*** SOURCE EXTRACT ***

For the ensemble analysis, the daily precipitation data for the closest grid to the MSs (see Table 1, the last column gives the distance between MS and the center of the nearest model grid) are extracted from the historic simulation results of eight RCMs for the EUR-11 domain (with the horizontal grid spacing of 0.11°) available from the CORDEX database [61]. RCMs used in this study together with their driving GCMs are given in Table 2. All of the eight RCMs have daily historical simulation outputs for the period between 1951 and 2005. The historical daily total precipitation time series from 1951 to 2005 are extracted for the relevant modeling grids by the use of the R code developed by Kentel et al. [25].

Table 2 Overview of RCMs used in this study

The daily time series are converted to monthly mean precipitation time series to be used in ensembling. These will be referred to as RCM time series (RCMTS) from hereafter. The observed daily total precipitation data for the same historical period (1951 to 2005) from 14 meteorological stations operated by the Turkish State Meteorological Services are used as the reference data in this study. The observed precipitation is used for the training of SE, ANN, and FIS models and for the testing of the simulation efficiency of the ensembled time series. For this purpose, the observation data are initially screened through a quality check (QC) process (see Fig. 2). In the QC, the observation data are initially screened for continuous data gaps. The months, that are identified to have more than 10 days of missing records, are removed from the dataset. The observed monthly mean precipitation time series is formed by the use of the remaining months. As a second stage of the QC, the data for the months with less than 0.1-mm precipitation record outside the dry season raised an error flag and are excluded from the data series as well. In the study region, July, August, and September are the main dry months during which monthly mean precipitation is likely to drop to distinctly low levels or even to zero. Hence, annual precipitation is mostly received during the remaining months. Therefore, monthly mean precipitation records of zero for the months outside of the dry season raised an error flag. After the removal of the months with long data gaps and monthly means with an error flag, the final quality checked dataset (QCD) of the observed precipitation is obtained. The time series of observed precipitation generated using QCD will be referred to as the observed time series (OTS) from hereafter. The OTS is used for the application and testing of ensemble methodologies.

*** MATERIAL PROVIDED ***

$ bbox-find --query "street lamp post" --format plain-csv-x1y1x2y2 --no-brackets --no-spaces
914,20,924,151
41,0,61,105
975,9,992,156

***

# TASK STATEMENT
Continue the passage above about preparing the regional climate model and observed precipitation data, picking up right after its last sentence.

# TASK OUTPUT
Fig. 2

Flowchart of the methodology

3 Methodology

3.1 Formation of training and validation datasets

The analysis includes a comparison of the efficiencies of linear methodologies with the nonlinear ANN approach for the ensembling of the climate simulation outputs to replicate the observed precipitation. As the second stage, the advantage of the use of a nonlinear model for ensembling is further demonstrated by the FIS for the best-performing combination of RCMTS as well. The use of linear and nonlinear methodologies for ensembling of eight RCMTS is based on a benchmark with the aforementioned OTS. Training and validation datasets that are used in SE and ANN methodologies are formed from the randomly selected data points of eight RCMTS and OTS. The relevant datasets include the same data points (from the same grid point and the same point in time) of all time series. To test the robustness of the linear and nonlinear approaches, 5-fold cross-validation (80% for training and 20% for validation) is used. Training and subsequent validation for the ensembled datasets are done for each fold separately. Log-transformation and normalization are applied to datasets before ensembling to improve efficiency.

Ensembling is carried out for two different sets of inputs. The first set is composed of all eight RCMTS (referred to as AllMs in Fig. 2). The second set is composed of three best-performing RCMTS selected among available eight RCMTS (referred to as SMs in Fig. 2). However, as mentioned above, due to the multidimensional variability of climate outputs, the selection of the best or most representative model is a challenging task. Although there is an ample number of metrics that provide an evaluation from different aspects of climate features [28], no standard set of performance metrics is defined for specific assessment purposes [4]. Taylor diagram [53] is among the most common means of depicting the relative performance skill of models. Thus, in this study, Taylor diagrams are used to select the three best-performing RCMTS (see Fig. 2) for each MS.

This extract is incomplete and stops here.